READING PASSAGE —
──────────────────────────────

CFP Etnofoor: Utopia

                Dear colleagues,



Please find attached and below the latest Call for Papers from the
Anthropological journal Etnofoor, on *Utopia. *STS contributions welcome!
Deadline for abstracts is March 18.

All best,



Else

On behalf of the Editorial Board of Etnofoor



Else Vogel

Assistant Professor in Anthropology

University of Amsterdam



*Call for Papers: Utopia*



Fredric Jameson (2005) famously wrote that it is easier to imagine the end
of the world than the end of capitalism. In the face of climate crisis,
geopolitical upheaval, and growing social inequality, the sense that the
world is indeed ending seems to grow each day, even amongst the most
privileged. In the face of increasingly dystopian futures, Utopian thinking
has made a striking comeback. Ambitious world-making projects can be found
in blockchain technology, AI-inspired imaginaries of technological
progression and automation, and large-scale reconfigurations of energy
systems towards renewable fuels. Anthropologists not only critically
analyse the promises of such techno-fixes (Prince and Neumark 2022), but
have, in their own ways, also invigorated a ‘post-progress’ utopian
politics; by looking for hope in the cracks of colonial, patriarchal and
racist systems, and by exploring world making amid capitalist ruins (Bear
et al. 2015; Bessire 2022; Tsing 2015). While some take ethnographic stock
of the prefigurative politics of social movements or highlight the
difficulty of brining progressive utopian ideals in practice (Hetherington
2020), others have suggested that anthropologists’ collaborative
orientation to a not-yet ‘otherwise’ may contribute to enduring struggles
against oppression and situated social and political healing (McTighe &
Raschig 2019). Such examples show that engaging with the materialization of
utopias, both as processes as well as concrete spatial arrangements (Harvey
2000), also offers a way to rethink the role of anthropology and
anthropological critique.

──────────────────────────────

DATASET EXCERPT —

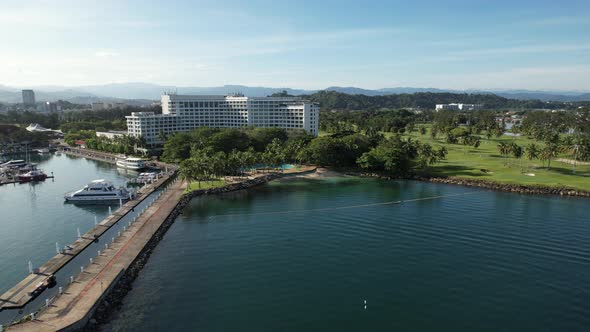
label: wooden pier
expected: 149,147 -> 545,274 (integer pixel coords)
0,173 -> 173,311
6,181 -> 186,332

──────────────────────────────

WHAT TO DO —
1) According to the call for papers, what is the deadline for abstracts?
2) Write out the passage of the call for papers that begins at the words "Please find attached" and stops after the words "is March 18.".

RESPONSES IN ORDER —
1) March 18.

2)
Please find attached and below the latest Call for Papers from the
Anthropological journal Etnofoor, on *Utopia. *STS contributions welcome!
Deadline for abstracts is March 18.